**Page excerpt**
------------------------

I can see the power. I can also see the huge challenge from the point of view of, in the old days, you’d just say is your application secure? And you can run a code scanner. You can scan the library. Then you’ve got one executable. You go, yeah, I’m pretty confident on that one, whereas now I don’t know how many containers you might end up with, the runtime level, and I don’t know where they would be. So it’s both the power but also the challenges. You’ve basically not got such an easy notion of an application anyway.
For sure, I mean, we typically see 100, 200 microservices in a deployment. That’s not uncommon. I mean, some people, they’re just – they’re containerizing one giant application. That also happens. But when people are breaking things, the microservices architecture, hundreds is pretty common, and then you might have potentially dozens or hundreds of incidences of each container image. So, you cannot do it manually. You have to have automation to do all the scanning to validate your containers as they’re being deployed. And anything that you try to do manually would quickly turn into a nightmare.
And so, each one of those, essentially, you can, I don’t know, flag as green. But yeah, I’ve got 200 things running out there, and we scanned all of them. And as far as known vulnerabilities are concerned – I need to put my teeth in when I say that one. As far as known problems are concerned, we’ve scanned everything in our National application for those things.

------------------------

**Data supplied**
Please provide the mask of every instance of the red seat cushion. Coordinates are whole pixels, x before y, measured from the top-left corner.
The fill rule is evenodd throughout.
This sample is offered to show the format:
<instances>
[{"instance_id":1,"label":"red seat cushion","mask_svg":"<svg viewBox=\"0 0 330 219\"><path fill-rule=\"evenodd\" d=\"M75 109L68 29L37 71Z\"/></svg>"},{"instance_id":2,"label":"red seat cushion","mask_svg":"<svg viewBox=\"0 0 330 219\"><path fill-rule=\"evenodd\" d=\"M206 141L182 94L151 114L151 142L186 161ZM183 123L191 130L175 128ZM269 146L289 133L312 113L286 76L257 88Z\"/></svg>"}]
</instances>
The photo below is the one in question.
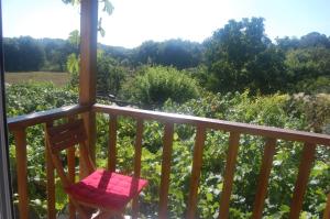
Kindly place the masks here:
<instances>
[{"instance_id":1,"label":"red seat cushion","mask_svg":"<svg viewBox=\"0 0 330 219\"><path fill-rule=\"evenodd\" d=\"M112 210L122 210L146 185L145 179L97 169L65 190L76 200Z\"/></svg>"}]
</instances>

------------------------

**Instruction 1**
In the container security transcript, repeat the passage word for word from "And so, each" to "for those things.".
**Instruction 2**
According to the container security transcript, how many microservices are typically seen in a deployment?

**Worked answer 1**
And so, each one of those, essentially, you can, I don’t know, flag as green. But yeah, I’ve got 200 things running out there, and we scanned all of them. And as far as known vulnerabilities are concerned – I need to put my teeth in when I say that one. As far as known problems are concerned, we’ve scanned everything in our National application for those things.

**Worked answer 2**
Typically 100 to 200 microservices.